WHAT THE EXERCISE ASKS
All of the data that follows is to be printed exactly, without pictures.

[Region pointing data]
☆ ☆ ☆ ☆

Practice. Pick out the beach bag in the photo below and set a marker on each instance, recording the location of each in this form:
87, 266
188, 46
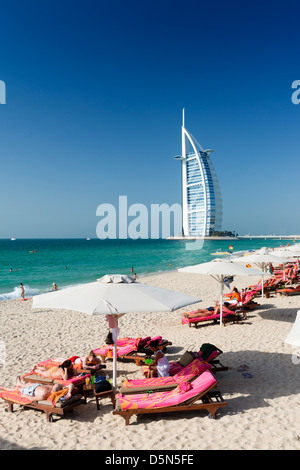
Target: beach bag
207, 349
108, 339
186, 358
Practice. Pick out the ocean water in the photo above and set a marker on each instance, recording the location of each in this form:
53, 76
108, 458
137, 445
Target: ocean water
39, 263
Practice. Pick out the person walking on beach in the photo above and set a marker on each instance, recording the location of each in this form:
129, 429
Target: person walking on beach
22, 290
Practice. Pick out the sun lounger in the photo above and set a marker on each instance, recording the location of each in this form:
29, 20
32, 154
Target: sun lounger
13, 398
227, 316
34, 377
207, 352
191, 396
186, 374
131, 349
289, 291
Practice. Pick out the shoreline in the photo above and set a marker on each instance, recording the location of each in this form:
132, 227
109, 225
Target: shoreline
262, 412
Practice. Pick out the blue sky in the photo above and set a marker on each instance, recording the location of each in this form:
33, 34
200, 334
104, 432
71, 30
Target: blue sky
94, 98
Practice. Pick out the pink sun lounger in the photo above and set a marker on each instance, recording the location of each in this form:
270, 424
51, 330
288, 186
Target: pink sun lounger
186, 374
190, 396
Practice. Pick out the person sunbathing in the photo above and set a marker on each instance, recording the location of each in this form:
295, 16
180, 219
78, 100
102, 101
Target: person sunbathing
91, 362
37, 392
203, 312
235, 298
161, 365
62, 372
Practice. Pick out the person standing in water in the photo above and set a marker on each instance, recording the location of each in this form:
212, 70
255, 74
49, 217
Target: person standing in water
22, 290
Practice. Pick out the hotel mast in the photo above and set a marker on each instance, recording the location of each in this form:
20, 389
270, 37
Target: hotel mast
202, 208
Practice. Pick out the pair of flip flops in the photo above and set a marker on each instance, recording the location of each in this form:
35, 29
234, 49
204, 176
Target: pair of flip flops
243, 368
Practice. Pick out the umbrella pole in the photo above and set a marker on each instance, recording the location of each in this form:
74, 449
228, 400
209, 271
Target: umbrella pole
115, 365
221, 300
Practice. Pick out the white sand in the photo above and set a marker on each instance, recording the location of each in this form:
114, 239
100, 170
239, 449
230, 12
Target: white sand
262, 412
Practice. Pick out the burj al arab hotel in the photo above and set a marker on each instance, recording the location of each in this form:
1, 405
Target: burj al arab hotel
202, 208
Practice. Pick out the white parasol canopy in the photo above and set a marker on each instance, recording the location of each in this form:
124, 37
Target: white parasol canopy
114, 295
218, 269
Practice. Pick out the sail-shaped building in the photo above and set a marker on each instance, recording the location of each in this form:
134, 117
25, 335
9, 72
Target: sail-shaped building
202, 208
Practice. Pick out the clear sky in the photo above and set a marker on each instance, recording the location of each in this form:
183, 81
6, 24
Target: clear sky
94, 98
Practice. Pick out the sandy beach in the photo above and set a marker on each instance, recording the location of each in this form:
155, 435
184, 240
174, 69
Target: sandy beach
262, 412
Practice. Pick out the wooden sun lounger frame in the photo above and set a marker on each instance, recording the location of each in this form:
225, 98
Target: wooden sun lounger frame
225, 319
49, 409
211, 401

☆ ☆ ☆ ☆

TASK ANSWER
Practice. Pick out the beach bag in the photo below and set a marker on each instance, recording the location of each in this form:
87, 266
188, 46
Target: beach bag
207, 349
108, 339
186, 358
Practice. Pick out the ocean water in the photo above and set a marker on each instance, recording the location of each in this form:
53, 76
108, 458
137, 445
Target: ocean water
39, 263
Practice. Pick out the person walking on beach in the photo above and set a marker on each instance, recording the location of each in this form:
129, 429
Target: person walking on beach
22, 290
Practice. Pick out the sun lounger in the photo above and set a marker on each instance, recording the location of each in this form:
29, 20
32, 154
Target: sun lounger
13, 398
227, 316
34, 377
207, 352
191, 396
186, 374
131, 349
289, 291
Practice. Pick out the shoreline in the photo above and set a marker on each instance, recording the location of each in this form:
132, 227
109, 225
Target: shoreline
262, 412
Practice. Pick out the blue sky in the photo above and set a marker on each instance, recording the location of each in this form:
33, 34
200, 334
104, 432
71, 30
Target: blue sky
94, 98
Practice. Pick out the pink sun lounger in the photo above and set a marker on each instance, recording the location of each in this form:
270, 424
51, 330
288, 186
Target: pink sun lounger
186, 374
190, 396
Practice. Pick out the person sunbathing in the photo above and set a marker on each instance, recording the location of each in this form:
295, 16
180, 219
78, 100
102, 101
Target: person sunbathing
91, 362
37, 392
203, 312
235, 298
161, 365
62, 372
Practice. Pick out the person standing in water in the photo above and set a marker on each instance, recording the location of each in this form:
212, 70
255, 74
49, 217
Target: person standing in water
22, 290
Practice. Pick out the hotel mast in the photo above and set a marker on each instance, recording the location of each in this form:
20, 389
270, 37
Target: hotel mast
202, 208
Practice. Pick out the pair of flip flops in the photo above and set a marker on each instance, recording the location of each in this form:
35, 29
234, 49
204, 176
Target: pair of flip flops
243, 368
Practice. Pick out the umbrella pole in the photo above and set a marker on each instance, recording the location of each in this form:
74, 449
228, 400
209, 271
Target: umbrella pole
115, 365
221, 300
Practice. Pick out the white sand in the photo above and set a marker on each instance, recording the location of each in this form:
114, 239
100, 170
239, 449
230, 12
Target: white sand
262, 412
Practice. Pick out the burj al arab hotel in the photo above and set a marker on each instance, recording the location of each in this form:
1, 405
Target: burj al arab hotel
202, 208
Practice. Pick out the white parasol canopy in the photo above and set a marker on each instance, recording the location of each in this form:
124, 37
Target: white parasol canopy
114, 295
218, 269
Practice. Pick out the sail-shaped building in the photo above and set a marker on each instance, recording the location of each in this form:
134, 117
25, 335
9, 72
Target: sail-shaped building
202, 208
Practice. Pick out the clear sky in the photo above and set a marker on each instance, recording the location of each in this form:
183, 81
6, 24
Target: clear sky
94, 98
Practice. Pick out the sandy beach in the photo above and set a marker on each instance, recording the location of each in this form:
155, 435
184, 240
174, 69
Target: sandy beach
262, 412
Practice. Pick out the wooden sun lounger frame in the photo above and set a marker on each instance, recording the location of each in this form:
225, 98
Target: wooden sun lounger frame
225, 319
49, 409
211, 401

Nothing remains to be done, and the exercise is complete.